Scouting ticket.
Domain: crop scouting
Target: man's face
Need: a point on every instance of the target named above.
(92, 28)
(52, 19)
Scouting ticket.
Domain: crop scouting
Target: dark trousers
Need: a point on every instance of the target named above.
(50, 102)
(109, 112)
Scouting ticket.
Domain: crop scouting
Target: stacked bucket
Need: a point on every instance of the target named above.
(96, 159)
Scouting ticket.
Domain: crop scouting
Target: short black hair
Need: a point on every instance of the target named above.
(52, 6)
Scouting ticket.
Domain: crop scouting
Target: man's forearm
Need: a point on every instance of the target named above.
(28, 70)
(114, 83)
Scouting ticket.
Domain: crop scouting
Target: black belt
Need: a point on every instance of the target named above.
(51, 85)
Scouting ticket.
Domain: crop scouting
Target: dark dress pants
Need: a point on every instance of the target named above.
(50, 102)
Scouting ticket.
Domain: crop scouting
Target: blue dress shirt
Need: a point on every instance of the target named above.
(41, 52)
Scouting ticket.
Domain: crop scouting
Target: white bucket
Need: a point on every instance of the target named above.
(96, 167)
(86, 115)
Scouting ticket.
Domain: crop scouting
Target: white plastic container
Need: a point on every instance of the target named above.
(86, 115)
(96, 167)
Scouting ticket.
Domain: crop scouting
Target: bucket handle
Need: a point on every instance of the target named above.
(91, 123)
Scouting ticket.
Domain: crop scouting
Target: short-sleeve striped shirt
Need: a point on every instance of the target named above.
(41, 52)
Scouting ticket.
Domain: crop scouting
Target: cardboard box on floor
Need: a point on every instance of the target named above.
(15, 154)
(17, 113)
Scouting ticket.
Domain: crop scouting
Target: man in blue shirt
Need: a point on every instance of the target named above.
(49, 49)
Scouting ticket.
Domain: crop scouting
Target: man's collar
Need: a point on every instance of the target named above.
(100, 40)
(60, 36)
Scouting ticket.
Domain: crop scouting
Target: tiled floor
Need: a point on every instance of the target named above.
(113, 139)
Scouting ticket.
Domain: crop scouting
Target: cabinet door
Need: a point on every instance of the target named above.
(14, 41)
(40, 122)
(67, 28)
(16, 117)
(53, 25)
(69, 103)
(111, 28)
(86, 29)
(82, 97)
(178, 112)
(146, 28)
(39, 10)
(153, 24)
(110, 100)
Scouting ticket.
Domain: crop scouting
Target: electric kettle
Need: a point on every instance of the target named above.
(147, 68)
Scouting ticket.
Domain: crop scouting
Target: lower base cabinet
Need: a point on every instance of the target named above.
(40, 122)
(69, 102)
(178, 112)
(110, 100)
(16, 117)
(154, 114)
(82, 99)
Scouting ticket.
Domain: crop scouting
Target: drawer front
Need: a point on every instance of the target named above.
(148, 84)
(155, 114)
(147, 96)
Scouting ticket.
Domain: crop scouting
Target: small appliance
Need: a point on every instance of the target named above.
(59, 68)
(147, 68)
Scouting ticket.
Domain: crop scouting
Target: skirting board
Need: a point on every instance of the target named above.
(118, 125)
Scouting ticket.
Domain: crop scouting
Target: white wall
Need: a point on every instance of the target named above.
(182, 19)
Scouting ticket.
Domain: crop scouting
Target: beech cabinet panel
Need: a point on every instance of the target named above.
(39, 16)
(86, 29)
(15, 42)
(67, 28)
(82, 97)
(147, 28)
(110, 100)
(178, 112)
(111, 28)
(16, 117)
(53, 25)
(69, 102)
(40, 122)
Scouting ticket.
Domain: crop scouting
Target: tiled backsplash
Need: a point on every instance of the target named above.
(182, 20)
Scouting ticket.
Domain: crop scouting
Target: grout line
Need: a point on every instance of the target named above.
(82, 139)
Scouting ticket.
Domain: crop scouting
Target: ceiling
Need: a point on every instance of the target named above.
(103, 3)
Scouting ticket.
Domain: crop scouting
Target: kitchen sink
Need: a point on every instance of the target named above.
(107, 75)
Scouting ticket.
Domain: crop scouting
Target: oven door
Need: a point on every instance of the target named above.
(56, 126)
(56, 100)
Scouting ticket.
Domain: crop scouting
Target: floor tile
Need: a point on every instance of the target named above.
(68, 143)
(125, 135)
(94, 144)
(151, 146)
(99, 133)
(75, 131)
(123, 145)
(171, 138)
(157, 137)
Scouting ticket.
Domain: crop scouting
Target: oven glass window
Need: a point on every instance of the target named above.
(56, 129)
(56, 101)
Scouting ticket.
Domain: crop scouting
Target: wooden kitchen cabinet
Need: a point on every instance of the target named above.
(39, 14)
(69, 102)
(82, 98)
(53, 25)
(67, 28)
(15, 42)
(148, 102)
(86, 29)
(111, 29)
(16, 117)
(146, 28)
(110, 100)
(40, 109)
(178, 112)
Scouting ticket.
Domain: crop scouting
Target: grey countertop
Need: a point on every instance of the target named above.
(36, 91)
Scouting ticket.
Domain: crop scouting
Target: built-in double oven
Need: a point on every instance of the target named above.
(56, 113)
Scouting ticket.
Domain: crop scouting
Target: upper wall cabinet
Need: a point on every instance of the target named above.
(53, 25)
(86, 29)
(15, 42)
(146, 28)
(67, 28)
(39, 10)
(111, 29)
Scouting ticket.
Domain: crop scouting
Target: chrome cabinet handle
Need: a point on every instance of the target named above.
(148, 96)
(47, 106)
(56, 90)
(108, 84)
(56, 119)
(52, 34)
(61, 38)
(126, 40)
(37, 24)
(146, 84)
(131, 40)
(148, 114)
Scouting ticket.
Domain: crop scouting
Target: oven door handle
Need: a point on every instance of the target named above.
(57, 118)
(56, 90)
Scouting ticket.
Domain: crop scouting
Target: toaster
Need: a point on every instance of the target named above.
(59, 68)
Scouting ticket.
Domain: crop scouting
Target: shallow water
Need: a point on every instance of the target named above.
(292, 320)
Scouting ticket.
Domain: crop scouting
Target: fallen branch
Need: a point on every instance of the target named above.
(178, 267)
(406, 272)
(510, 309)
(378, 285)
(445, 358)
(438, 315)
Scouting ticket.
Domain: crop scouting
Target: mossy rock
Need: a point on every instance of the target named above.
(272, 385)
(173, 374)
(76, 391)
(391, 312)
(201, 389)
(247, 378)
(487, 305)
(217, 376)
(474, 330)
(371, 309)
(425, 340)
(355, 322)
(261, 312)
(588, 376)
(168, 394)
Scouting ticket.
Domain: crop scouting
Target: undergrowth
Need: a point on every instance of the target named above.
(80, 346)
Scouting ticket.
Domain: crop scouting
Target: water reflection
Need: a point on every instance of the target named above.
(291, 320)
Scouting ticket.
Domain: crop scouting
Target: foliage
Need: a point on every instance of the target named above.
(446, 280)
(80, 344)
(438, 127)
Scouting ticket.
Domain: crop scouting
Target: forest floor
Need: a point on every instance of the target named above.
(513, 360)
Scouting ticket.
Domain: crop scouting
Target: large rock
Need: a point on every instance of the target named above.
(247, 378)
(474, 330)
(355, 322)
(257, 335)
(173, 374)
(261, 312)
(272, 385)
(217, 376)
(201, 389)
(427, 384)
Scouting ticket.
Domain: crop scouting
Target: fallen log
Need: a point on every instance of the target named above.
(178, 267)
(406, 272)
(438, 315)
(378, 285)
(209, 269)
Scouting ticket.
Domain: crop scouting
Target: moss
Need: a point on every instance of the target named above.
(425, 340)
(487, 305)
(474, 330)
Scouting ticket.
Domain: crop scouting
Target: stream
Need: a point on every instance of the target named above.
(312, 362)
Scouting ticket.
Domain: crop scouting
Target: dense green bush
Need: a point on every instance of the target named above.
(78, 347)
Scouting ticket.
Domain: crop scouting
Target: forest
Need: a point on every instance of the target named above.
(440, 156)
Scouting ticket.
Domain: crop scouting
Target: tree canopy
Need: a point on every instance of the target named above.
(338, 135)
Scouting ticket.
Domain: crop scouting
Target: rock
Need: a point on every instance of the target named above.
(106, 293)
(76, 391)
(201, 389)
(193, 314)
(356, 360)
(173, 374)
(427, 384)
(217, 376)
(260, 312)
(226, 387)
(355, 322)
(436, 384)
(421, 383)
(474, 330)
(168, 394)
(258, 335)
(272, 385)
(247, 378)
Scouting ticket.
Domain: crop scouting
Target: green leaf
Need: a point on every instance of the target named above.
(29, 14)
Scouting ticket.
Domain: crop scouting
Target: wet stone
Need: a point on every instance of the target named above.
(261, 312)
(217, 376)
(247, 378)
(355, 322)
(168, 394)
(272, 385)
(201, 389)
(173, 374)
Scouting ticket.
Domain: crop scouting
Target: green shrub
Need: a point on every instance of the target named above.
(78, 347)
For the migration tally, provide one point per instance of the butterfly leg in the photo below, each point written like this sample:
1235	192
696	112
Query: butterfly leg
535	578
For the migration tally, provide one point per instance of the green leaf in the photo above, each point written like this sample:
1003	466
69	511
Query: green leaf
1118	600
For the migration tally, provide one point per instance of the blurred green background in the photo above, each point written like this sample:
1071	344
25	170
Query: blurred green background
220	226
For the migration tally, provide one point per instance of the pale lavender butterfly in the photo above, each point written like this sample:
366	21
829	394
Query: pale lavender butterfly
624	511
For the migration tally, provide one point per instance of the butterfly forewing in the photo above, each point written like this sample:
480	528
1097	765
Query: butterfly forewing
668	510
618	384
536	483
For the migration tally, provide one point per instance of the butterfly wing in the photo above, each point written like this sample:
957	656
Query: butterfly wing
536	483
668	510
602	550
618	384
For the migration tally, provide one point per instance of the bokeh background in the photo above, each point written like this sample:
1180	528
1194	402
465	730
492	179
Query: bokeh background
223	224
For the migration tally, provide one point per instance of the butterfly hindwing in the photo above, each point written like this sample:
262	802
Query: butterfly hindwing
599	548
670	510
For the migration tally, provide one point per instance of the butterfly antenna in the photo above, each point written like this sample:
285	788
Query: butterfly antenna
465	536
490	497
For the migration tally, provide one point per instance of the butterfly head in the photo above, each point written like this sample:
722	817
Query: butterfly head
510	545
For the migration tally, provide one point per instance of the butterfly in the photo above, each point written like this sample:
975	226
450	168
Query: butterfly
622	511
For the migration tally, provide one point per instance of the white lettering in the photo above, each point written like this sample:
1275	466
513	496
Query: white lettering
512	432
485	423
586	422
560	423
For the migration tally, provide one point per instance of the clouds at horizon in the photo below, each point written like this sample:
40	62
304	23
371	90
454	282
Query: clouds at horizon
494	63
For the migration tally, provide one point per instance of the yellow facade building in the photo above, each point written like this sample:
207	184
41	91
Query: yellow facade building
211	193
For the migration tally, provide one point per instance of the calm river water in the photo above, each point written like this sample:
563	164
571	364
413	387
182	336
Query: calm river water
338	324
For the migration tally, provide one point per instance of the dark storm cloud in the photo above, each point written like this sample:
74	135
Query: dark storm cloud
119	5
◇ ◇ ◇ ◇ ◇ ◇ ◇
### [WHAT IS NEEDED]
In the records above, find the line containing "the butterfly head"; please retype it and every line after it through the last line, exactly and with nothing else.

### [SOLUTION FOR THIS TASK]
For the migration tally, provide one point per instance of the butterfly head in the photo above, each point written like this sample:
722	817
Query: butterfly head
510	545
For the migration tally, provide one point per instance of the butterfly in the photo above, each point written like this sample:
975	226
450	168
Query: butterfly
622	511
For the migration tally, provide one point per instance of the white lettering in the photo above, each point written like this sample:
1275	466
513	496
Query: white lettering
512	432
485	423
586	422
560	423
For the migration tally, provide one point per instance of the clouds at horizon in the photo below, each point written like this sample:
40	62
304	23
371	90
454	282
Query: clouds at horizon
494	63
For the migration tally, provide one point per instance of the yellow facade building in the photo above, each point written like this sample:
207	184
41	91
Query: yellow facade building
211	193
For the migration tally, provide one point per instance of the calm river water in the photo above, each point written like this sample:
563	164
571	364
413	387
182	336
Query: calm river water
338	324
For the migration tally, provide one point per instance of the dark storm cloud in the photo above, each point written like this sample:
74	135
Query: dark storm cloud
119	5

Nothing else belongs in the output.